Aşağıdaki kayıtlarda "eyebrow" sözcüğünün geçtiği tüm satırları belirleyin ve her birini kopyalayın.

[Kayıtlar]
---
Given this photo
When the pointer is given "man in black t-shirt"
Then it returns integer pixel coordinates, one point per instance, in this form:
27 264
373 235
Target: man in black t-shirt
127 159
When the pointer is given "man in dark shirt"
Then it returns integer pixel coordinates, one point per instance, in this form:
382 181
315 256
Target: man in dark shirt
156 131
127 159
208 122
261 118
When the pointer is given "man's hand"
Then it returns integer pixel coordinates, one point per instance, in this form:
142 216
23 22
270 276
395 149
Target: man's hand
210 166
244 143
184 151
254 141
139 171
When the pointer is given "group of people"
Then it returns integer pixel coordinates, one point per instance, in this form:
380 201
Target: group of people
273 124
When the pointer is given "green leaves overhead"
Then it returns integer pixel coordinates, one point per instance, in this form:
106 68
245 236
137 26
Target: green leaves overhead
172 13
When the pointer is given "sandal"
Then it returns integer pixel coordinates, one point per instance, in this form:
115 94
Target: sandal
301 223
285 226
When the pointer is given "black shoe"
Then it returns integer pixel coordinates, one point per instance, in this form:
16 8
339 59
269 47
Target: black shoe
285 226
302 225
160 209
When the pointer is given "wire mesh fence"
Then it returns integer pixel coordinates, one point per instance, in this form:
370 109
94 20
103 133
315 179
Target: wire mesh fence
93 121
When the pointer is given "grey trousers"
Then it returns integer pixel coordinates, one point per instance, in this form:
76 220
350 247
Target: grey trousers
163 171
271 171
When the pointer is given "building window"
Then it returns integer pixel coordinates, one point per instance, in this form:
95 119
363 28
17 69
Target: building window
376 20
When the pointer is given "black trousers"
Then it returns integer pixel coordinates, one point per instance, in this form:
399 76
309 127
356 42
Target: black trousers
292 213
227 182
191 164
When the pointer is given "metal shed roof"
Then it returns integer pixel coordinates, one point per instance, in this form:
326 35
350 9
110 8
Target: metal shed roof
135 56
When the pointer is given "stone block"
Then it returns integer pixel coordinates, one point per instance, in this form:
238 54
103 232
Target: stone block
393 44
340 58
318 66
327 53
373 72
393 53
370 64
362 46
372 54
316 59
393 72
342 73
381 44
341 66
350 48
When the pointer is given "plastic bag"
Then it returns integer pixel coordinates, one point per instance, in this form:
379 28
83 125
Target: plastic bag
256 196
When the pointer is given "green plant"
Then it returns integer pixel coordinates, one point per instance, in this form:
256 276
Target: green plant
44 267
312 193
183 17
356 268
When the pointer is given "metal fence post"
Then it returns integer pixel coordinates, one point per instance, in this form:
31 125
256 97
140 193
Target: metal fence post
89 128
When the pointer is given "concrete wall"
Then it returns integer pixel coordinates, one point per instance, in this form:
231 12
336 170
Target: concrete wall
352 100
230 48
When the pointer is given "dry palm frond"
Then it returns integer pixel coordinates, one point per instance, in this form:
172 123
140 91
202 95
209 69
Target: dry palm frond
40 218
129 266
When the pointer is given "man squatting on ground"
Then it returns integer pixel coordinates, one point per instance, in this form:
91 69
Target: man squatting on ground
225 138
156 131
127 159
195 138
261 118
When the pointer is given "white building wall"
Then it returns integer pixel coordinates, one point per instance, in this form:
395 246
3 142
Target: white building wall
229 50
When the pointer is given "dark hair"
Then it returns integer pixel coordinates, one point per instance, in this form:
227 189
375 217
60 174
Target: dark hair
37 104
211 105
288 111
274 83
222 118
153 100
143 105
---
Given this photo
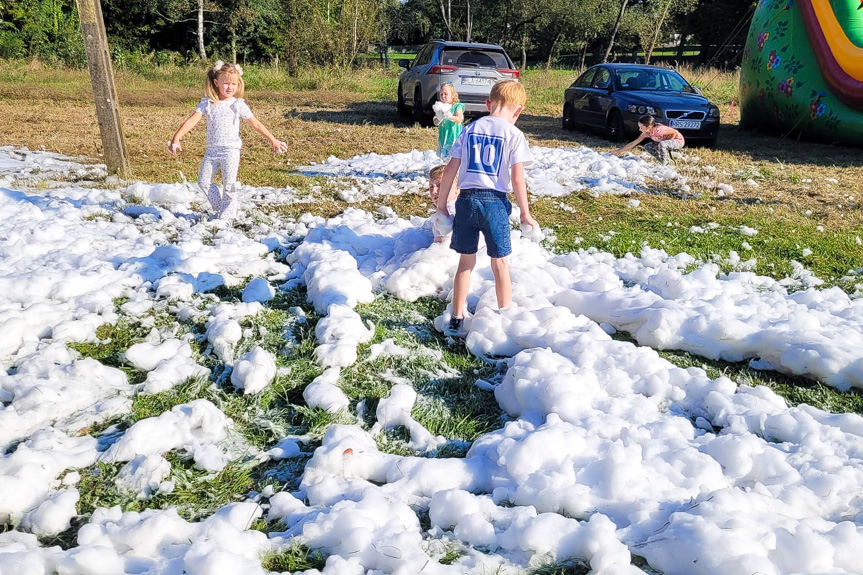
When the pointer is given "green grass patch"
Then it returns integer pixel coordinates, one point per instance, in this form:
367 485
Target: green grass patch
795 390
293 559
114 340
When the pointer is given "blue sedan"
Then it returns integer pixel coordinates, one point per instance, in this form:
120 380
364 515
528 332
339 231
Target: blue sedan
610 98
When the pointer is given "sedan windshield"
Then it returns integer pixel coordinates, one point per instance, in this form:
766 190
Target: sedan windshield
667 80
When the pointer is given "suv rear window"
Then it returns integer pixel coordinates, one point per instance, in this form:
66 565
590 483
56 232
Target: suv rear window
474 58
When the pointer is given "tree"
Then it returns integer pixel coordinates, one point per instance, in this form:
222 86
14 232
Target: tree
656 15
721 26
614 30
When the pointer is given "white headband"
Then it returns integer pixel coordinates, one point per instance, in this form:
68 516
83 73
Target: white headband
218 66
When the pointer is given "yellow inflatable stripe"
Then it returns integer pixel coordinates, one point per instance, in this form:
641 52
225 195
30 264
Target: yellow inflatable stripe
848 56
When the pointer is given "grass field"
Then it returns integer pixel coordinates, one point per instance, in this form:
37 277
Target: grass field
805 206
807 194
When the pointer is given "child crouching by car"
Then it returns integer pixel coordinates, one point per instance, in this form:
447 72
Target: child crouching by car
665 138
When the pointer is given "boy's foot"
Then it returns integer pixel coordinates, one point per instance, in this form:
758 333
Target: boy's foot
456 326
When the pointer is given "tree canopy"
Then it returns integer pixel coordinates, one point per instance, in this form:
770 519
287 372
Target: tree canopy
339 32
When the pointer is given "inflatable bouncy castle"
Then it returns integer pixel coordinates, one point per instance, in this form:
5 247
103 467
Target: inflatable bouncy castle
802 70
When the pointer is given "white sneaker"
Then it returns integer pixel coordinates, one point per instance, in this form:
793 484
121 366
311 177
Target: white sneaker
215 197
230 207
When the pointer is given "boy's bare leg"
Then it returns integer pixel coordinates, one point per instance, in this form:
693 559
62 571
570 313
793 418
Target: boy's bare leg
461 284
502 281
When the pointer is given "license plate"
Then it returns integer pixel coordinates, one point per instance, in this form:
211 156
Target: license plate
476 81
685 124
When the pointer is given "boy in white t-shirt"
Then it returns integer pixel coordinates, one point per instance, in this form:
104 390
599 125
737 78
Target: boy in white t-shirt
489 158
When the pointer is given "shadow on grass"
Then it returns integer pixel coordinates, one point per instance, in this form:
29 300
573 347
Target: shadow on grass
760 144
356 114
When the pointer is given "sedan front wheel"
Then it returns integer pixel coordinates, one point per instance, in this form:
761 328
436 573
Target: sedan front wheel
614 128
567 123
---
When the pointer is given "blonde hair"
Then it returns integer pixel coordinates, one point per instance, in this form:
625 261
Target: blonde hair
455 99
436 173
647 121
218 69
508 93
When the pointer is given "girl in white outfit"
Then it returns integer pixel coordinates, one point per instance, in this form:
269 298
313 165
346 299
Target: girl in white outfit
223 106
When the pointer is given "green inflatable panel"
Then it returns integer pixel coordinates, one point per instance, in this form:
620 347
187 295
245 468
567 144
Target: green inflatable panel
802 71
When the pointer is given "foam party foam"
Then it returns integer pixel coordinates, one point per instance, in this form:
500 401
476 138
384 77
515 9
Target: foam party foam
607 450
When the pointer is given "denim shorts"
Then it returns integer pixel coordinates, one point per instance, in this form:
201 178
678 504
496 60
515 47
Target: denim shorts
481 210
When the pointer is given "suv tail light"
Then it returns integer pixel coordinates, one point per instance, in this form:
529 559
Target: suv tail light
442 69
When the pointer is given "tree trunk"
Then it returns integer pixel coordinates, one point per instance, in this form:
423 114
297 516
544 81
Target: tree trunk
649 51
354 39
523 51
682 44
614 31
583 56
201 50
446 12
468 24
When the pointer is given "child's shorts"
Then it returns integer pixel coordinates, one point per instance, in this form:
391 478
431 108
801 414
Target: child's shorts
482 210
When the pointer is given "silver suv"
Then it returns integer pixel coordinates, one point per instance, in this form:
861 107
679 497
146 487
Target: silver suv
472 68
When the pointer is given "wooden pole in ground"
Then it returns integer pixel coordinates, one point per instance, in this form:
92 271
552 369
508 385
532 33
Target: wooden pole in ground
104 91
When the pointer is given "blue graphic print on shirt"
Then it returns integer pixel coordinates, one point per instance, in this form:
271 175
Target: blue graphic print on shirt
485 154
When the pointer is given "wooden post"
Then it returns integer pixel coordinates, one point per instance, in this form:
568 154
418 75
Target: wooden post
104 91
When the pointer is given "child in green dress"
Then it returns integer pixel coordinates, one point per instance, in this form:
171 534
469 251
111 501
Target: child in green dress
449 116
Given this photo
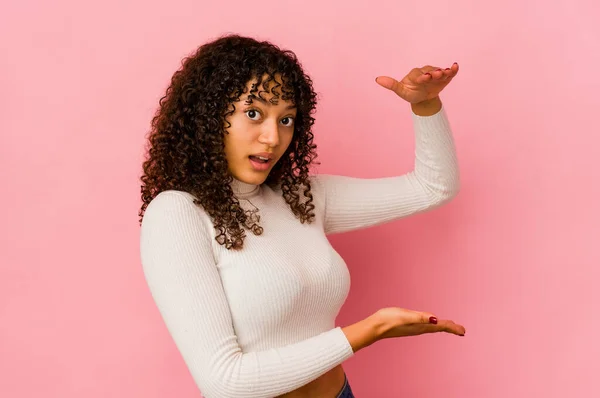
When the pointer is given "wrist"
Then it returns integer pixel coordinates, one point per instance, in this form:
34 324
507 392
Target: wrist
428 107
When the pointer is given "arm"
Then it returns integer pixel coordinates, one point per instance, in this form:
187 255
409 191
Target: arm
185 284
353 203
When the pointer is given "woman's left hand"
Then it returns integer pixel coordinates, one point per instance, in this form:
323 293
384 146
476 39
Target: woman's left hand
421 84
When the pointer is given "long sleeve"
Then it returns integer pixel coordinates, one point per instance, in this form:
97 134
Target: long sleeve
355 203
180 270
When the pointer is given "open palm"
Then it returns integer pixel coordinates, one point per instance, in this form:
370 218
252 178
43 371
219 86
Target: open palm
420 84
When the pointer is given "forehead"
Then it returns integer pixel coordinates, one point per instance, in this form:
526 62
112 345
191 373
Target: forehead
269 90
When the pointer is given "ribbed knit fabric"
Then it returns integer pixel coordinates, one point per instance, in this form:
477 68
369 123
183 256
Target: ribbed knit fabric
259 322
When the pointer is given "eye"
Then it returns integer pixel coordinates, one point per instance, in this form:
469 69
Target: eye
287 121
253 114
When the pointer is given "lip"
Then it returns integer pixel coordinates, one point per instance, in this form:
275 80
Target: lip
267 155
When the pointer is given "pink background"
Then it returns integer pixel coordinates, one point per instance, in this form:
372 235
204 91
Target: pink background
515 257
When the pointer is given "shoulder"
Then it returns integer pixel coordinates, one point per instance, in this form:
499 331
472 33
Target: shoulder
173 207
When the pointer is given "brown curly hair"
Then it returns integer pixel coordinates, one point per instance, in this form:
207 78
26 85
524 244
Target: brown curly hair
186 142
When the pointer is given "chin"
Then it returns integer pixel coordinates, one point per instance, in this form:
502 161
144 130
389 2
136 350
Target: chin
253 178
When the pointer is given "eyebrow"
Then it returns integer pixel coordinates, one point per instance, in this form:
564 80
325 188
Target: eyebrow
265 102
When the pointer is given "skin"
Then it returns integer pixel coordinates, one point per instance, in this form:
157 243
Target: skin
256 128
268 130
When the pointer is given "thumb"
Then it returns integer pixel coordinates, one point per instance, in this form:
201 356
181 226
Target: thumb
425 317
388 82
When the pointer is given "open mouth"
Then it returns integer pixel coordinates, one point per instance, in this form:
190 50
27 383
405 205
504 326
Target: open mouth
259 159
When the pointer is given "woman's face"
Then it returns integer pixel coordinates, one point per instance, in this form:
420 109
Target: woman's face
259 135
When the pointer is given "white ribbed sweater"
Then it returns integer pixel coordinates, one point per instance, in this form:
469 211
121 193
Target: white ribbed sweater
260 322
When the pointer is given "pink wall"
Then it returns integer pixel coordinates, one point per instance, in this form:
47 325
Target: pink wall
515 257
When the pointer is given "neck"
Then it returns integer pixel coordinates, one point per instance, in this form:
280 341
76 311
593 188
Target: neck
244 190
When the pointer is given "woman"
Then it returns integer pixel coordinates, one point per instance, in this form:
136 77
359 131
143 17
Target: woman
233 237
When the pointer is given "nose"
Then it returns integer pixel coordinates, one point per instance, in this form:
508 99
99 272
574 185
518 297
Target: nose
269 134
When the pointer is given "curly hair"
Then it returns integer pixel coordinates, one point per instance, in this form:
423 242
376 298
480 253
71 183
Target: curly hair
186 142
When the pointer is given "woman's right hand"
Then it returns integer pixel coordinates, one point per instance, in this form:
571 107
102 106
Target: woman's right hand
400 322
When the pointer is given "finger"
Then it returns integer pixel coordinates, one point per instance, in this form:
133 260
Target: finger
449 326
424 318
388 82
---
Alıştırma çözümü:
When the pointer is given "eyebrow"
Target: eyebrow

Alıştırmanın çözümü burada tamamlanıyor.